Selected passage:
....................

Motivation
The COVID-19 Pandemic required quick implementation of forecasting systems. Using reliable and validated forecasting methodology is crucial in the public health response to any fast-moving epidemic or pandemic. Tracking and forecasting indicators such as confirmed cases, hospitalizations and deaths are critical to understand disease spread, formulate appropriate public policy response, and to plan future health resource needs.
A forecasting task may be separated into several sub-tasks, with data preparation being the among the first. One could imagine the necessity of having standard processing tasks such as outlier detection and correction readily available at this stage. Additionally, these tasks should be tailored to the data structure, which should clearly include a geographic and a temporal component. Data revisions add a layer of complication as data from surveillance streams are often subject to latency and revision. Hence, working with data revisions should be facilitated, and models intended for production should be built and validated using only the data that would have been available on the prediction date rather than finalized values.
We take the view that forecasting models should not be imbued with too much unnecessary complexity. That is, everything should be made as simple as possible, but not simpler. In fact, robust yet simple models have consistently been top performers for Influenza Forecasting (Lutz et al. 2019) COVID-19 death forecasting (Cramer et al. 2022) and the basic AR model has been competitive with the top models used for COVID-19 forecasting (McDonald et al. 2021).
In line with this, custom software that has been specially curated for a modelling task is often not easily adaptable or able to be improved by other groups. Such software is hard for public health to borrow, customize and improve.
A brief overview of the epi* packages
Since early 2020, the CMU’s Delphi Research Group has worked with data partners to publicly disseminate information about numerous COVID-19 indicators, which we and others then use for nowcasting and short-term forecasting. Prior to that we worked mostly on influenza, dengue and norovirus modelling.
The overarching goal of the effort described here is to describe a set of interworking, community-driven packages built specifically for epidemiologic tracking and forcasting. To that end, the epi. universe is currently comprised of three main packages: {epidatr}
(in Python {epidatpy}
), {epiprocess}
, and {epipredict}
. Each has their own role in the forecasting process: The {epidatr}
package is used to fetch data from the API, {epiprocess}
is used to standardize, clean and process data, and finally the {epipredict}
package is used for building (and to a lesser degree, evaluating) predictive models. Here is a diagram depicting the basic workflow for using these packages:
Here’s a brief overview about what each package offers…
epidatr - Obtain epidemiological surveillance data from Delphi’s Epidata API
- Quick access to data on the spread and impact of the COVID-19 pandemic
- Access to data about other diseases, including influenza, dengue, and more
- Provide geographic and temporal detail
- Tracked through several data streams
epiprocess - Basic processing operations and data structures
- Calculate rolling statistics
- Fill / impute gaps
- Examine correlations
- Store revision history smartly
- Inspect revision patterns
- Detect / correct outliers
epipredict - A forecasting framework
- Flatline forecaster
- AR-type models
- Backtest using the versioned data
- Easily create features
- Quickly pivot to new tasks
- Highly customizable for advanced users
The focus of this book is on {epiprocess}
and {epipredict}
. By the end of this book, you should be equipped with the tools and knowledge to build your own basic and customizable forecasting models. At that point, our hope is that some may take things a step further and leverage this package to build on it and advance the frontier of predictive modelling.

....................

[Saved data entries]
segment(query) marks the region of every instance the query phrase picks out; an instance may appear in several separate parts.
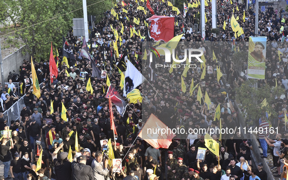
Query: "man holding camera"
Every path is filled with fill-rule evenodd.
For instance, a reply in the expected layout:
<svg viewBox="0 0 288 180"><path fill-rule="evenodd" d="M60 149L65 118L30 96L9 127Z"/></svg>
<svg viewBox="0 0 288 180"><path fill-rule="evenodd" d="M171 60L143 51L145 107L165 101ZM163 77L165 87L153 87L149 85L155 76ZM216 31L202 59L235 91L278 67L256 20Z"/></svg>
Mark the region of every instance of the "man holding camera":
<svg viewBox="0 0 288 180"><path fill-rule="evenodd" d="M101 151L97 151L95 154L95 159L93 160L91 165L93 170L94 179L97 180L104 180L105 177L107 176L109 172L107 168L108 160L105 159L103 167L103 162L102 162L103 154Z"/></svg>
<svg viewBox="0 0 288 180"><path fill-rule="evenodd" d="M8 178L8 173L10 169L11 154L10 150L13 148L13 143L11 138L3 138L1 143L1 154L0 160L4 164L4 179ZM9 142L10 141L10 142Z"/></svg>

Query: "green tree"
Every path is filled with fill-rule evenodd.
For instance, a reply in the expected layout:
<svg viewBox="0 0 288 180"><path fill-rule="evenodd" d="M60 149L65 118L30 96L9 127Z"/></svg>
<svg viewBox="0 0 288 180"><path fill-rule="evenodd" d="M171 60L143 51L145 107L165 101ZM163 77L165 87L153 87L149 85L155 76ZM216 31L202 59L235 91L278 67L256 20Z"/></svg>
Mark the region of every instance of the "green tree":
<svg viewBox="0 0 288 180"><path fill-rule="evenodd" d="M70 0L4 0L3 8L8 10L14 24L20 25L16 36L23 40L27 52L38 61L49 58L50 44L61 46L63 35L72 26L73 10ZM50 18L52 18L50 19Z"/></svg>
<svg viewBox="0 0 288 180"><path fill-rule="evenodd" d="M257 80L250 79L244 82L241 87L236 89L236 99L241 104L241 108L245 109L242 111L243 117L252 120L258 119L261 114L267 112L269 120L277 117L275 107L271 106L275 104L275 98L285 93L285 90L280 87L270 87L264 84L262 87L254 88L253 85ZM266 99L267 106L261 104Z"/></svg>

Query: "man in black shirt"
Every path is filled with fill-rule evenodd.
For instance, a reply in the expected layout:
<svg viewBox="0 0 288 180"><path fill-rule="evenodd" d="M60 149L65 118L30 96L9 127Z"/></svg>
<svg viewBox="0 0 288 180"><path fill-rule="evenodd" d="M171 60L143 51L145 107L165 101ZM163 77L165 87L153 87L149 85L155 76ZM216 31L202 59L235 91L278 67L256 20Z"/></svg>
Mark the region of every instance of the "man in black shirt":
<svg viewBox="0 0 288 180"><path fill-rule="evenodd" d="M71 162L67 160L68 153L66 152L62 152L57 155L59 150L63 147L63 144L61 143L59 147L57 147L52 154L52 160L55 169L55 174L57 180L71 180L72 168Z"/></svg>
<svg viewBox="0 0 288 180"><path fill-rule="evenodd" d="M4 178L7 179L8 178L8 173L10 166L10 160L11 158L11 155L10 150L13 148L13 146L7 145L8 144L12 144L12 139L10 138L9 139L10 142L8 141L8 139L7 138L2 139L1 144L1 155L3 156L3 159L1 159L1 161L3 162L4 164ZM2 156L1 156L2 157Z"/></svg>
<svg viewBox="0 0 288 180"><path fill-rule="evenodd" d="M14 159L11 161L10 164L10 173L12 178L16 180L22 179L22 172L21 171L21 160L19 158L19 154L16 152L14 154Z"/></svg>
<svg viewBox="0 0 288 180"><path fill-rule="evenodd" d="M240 180L243 177L243 173L239 166L236 165L235 160L230 160L230 165L228 166L231 169L231 175L234 175L235 180Z"/></svg>
<svg viewBox="0 0 288 180"><path fill-rule="evenodd" d="M257 167L256 175L259 177L261 180L267 180L267 173L263 169L263 164L261 162L258 163Z"/></svg>

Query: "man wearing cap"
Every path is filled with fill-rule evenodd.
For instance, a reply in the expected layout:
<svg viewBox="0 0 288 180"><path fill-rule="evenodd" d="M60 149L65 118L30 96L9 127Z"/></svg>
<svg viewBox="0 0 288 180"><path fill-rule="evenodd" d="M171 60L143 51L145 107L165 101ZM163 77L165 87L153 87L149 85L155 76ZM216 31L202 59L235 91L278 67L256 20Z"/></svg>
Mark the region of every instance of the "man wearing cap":
<svg viewBox="0 0 288 180"><path fill-rule="evenodd" d="M55 142L58 143L58 144L60 144L63 142L63 139L62 138L60 138L60 135L58 133L56 133L56 134L55 134L55 139L52 142L52 147L54 146L54 143L55 143Z"/></svg>
<svg viewBox="0 0 288 180"><path fill-rule="evenodd" d="M183 164L183 159L181 158L177 158L177 165L176 165L176 172L175 178L177 180L182 180L183 174L187 172L187 167Z"/></svg>
<svg viewBox="0 0 288 180"><path fill-rule="evenodd" d="M86 156L80 156L78 158L78 163L76 162L77 159L75 157L72 164L73 180L94 180L92 168L91 166L86 165Z"/></svg>
<svg viewBox="0 0 288 180"><path fill-rule="evenodd" d="M34 146L34 142L36 140L36 138L38 137L41 136L40 125L36 123L35 119L33 119L30 123L27 130L29 133L30 145L32 149L34 149L34 147L35 147Z"/></svg>
<svg viewBox="0 0 288 180"><path fill-rule="evenodd" d="M153 174L153 170L148 169L146 170L146 174L144 176L144 180L154 180L154 178L156 178L157 176Z"/></svg>
<svg viewBox="0 0 288 180"><path fill-rule="evenodd" d="M195 170L194 171L194 179L193 180L204 180L204 179L199 176L200 172Z"/></svg>
<svg viewBox="0 0 288 180"><path fill-rule="evenodd" d="M194 169L193 168L189 168L188 169L188 172L187 172L184 173L183 175L183 178L182 179L182 180L184 179L184 180L193 180L194 178L194 176L193 174L194 174Z"/></svg>
<svg viewBox="0 0 288 180"><path fill-rule="evenodd" d="M23 121L25 119L25 115L26 114L28 114L29 116L31 116L32 115L30 109L28 109L25 105L23 105L22 106L22 110L20 113L20 121Z"/></svg>
<svg viewBox="0 0 288 180"><path fill-rule="evenodd" d="M72 163L68 161L68 153L62 152L57 155L58 152L63 147L63 144L59 144L52 154L52 160L56 175L56 180L71 180L72 172Z"/></svg>
<svg viewBox="0 0 288 180"><path fill-rule="evenodd" d="M22 165L21 160L19 158L20 156L18 152L14 154L15 158L11 161L10 163L10 172L11 174L11 177L14 180L21 180L22 172L21 171L21 167Z"/></svg>
<svg viewBox="0 0 288 180"><path fill-rule="evenodd" d="M40 126L41 125L41 120L42 120L42 114L38 112L38 108L34 108L34 113L31 116L31 119L35 120L35 121L36 121L36 123L37 123L39 126Z"/></svg>
<svg viewBox="0 0 288 180"><path fill-rule="evenodd" d="M56 134L56 131L55 131L55 127L53 125L50 125L51 129L46 134L45 143L46 144L46 147L49 150L52 148L53 141L56 139L55 135Z"/></svg>
<svg viewBox="0 0 288 180"><path fill-rule="evenodd" d="M169 180L173 179L174 174L176 172L175 169L177 165L177 160L173 157L173 152L168 151L168 159L166 161L167 164L167 178Z"/></svg>
<svg viewBox="0 0 288 180"><path fill-rule="evenodd" d="M93 160L91 167L93 170L94 179L97 180L105 180L105 177L107 176L109 171L107 168L108 160L107 158L102 162L103 154L101 151L97 151L95 154L95 159Z"/></svg>
<svg viewBox="0 0 288 180"><path fill-rule="evenodd" d="M265 60L265 57L263 55L263 52L265 49L265 47L263 44L260 42L256 42L255 43L254 51L250 53L249 58L252 58L260 62L264 61Z"/></svg>
<svg viewBox="0 0 288 180"><path fill-rule="evenodd" d="M259 177L261 180L267 180L267 173L263 169L263 163L261 162L258 163L256 175Z"/></svg>

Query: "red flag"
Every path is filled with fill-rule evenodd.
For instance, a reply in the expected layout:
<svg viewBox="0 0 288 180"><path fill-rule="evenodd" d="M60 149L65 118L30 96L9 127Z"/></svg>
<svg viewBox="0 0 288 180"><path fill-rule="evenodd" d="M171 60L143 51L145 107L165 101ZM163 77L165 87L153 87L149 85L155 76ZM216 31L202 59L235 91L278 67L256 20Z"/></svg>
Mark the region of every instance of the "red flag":
<svg viewBox="0 0 288 180"><path fill-rule="evenodd" d="M159 133L158 129L160 129ZM166 131L161 132L161 130L164 129ZM171 131L169 132L167 129L170 128L154 114L151 114L138 136L156 149L167 149L172 143L172 139L175 136Z"/></svg>
<svg viewBox="0 0 288 180"><path fill-rule="evenodd" d="M153 15L148 20L151 21L150 34L155 41L168 42L174 37L174 17Z"/></svg>
<svg viewBox="0 0 288 180"><path fill-rule="evenodd" d="M40 155L40 152L39 152L39 146L37 145L37 156L39 156Z"/></svg>
<svg viewBox="0 0 288 180"><path fill-rule="evenodd" d="M53 82L53 76L58 76L58 69L55 63L54 56L53 56L53 51L52 50L52 42L51 42L51 51L50 52L50 59L49 60L49 69L50 71L50 81L51 83Z"/></svg>
<svg viewBox="0 0 288 180"><path fill-rule="evenodd" d="M147 8L148 8L150 10L151 14L154 15L154 11L153 11L153 9L151 7L151 5L150 5L150 2L149 2L149 0L147 0L147 3L146 3L146 6L147 6Z"/></svg>
<svg viewBox="0 0 288 180"><path fill-rule="evenodd" d="M114 124L114 116L113 115L113 111L112 110L112 103L111 103L111 98L109 97L109 111L110 112L110 128L111 130L114 131L114 134L117 135L116 127Z"/></svg>

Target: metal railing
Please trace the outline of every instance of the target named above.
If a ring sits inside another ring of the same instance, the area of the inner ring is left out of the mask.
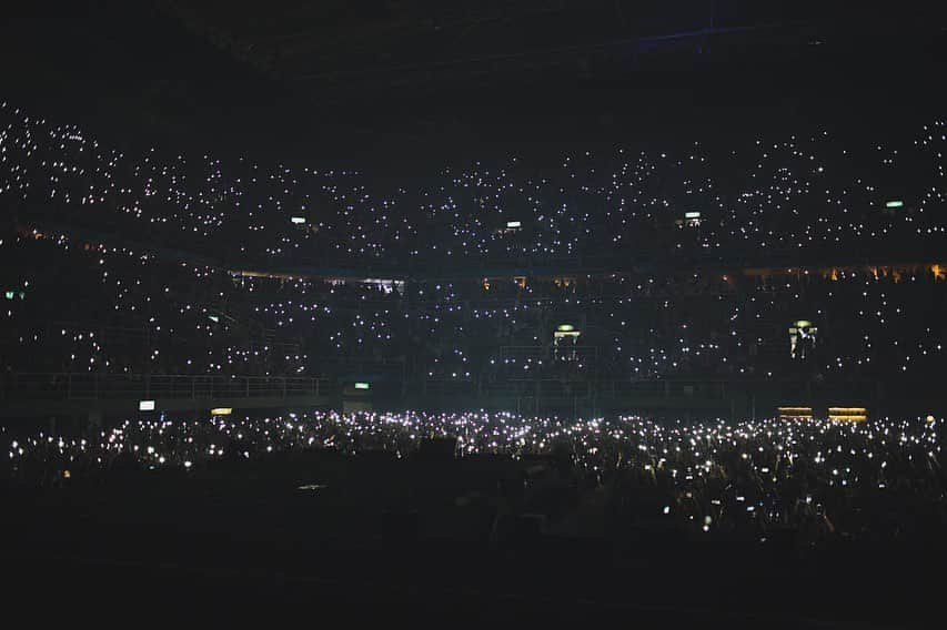
[[[14,373],[0,385],[0,399],[288,398],[332,389],[329,379],[300,376]]]

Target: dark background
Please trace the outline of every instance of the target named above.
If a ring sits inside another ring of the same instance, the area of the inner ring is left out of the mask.
[[[130,149],[379,175],[943,111],[937,3],[194,2],[7,8],[3,98]]]

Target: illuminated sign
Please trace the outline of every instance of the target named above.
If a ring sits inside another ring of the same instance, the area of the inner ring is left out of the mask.
[[[863,423],[868,419],[868,410],[865,407],[829,407],[828,419]]]

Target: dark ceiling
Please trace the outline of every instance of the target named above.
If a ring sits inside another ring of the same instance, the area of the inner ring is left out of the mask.
[[[0,24],[0,90],[120,141],[403,164],[940,113],[940,11],[813,0],[26,3]]]

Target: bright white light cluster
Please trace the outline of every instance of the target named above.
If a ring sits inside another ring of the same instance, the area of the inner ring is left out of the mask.
[[[127,155],[3,103],[0,195],[47,215],[82,212],[150,238],[296,263],[575,258],[604,247],[646,260],[936,251],[947,242],[945,149],[937,120],[896,141],[815,131],[577,152],[553,169],[474,162],[384,190],[352,171]],[[881,212],[891,200],[898,211]],[[676,228],[688,212],[701,213],[699,226]]]
[[[454,437],[457,455],[565,458],[611,492],[651,497],[654,514],[702,531],[794,526],[852,535],[883,526],[870,506],[940,506],[943,418],[867,423],[657,421],[625,416],[565,420],[508,413],[314,411],[204,421],[129,420],[77,439],[39,433],[9,441],[14,476],[78,480],[131,460],[200,475],[281,453],[385,450],[409,457],[425,438]],[[909,510],[908,510],[909,511]],[[886,527],[886,526],[885,526]],[[806,530],[807,531],[807,530]],[[806,532],[804,531],[804,534]]]

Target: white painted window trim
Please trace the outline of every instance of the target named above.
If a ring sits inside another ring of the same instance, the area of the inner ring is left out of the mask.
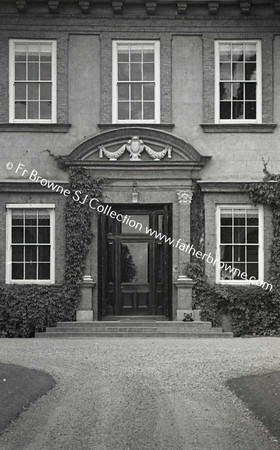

....................

Work required: Reproduce the section of the forecasting text that begins with the words containing "In line with" and ends with "and norovirus modelling.", substituting "bespoke software" for "custom software".

Result for this task:
In line with this, bespoke software that has been specially curated for a modelling task is often not easily adaptable or able to be improved by other groups. Such software is hard for public health to borrow, customize and improve.
A brief overview of the epi* packages
Since early 2020, the CMU’s Delphi Research Group has worked with data partners to publicly disseminate information about numerous COVID-19 indicators, which we and others then use for nowcasting and short-term forecasting. Prior to that we worked mostly on influenza, dengue and norovirus modelling.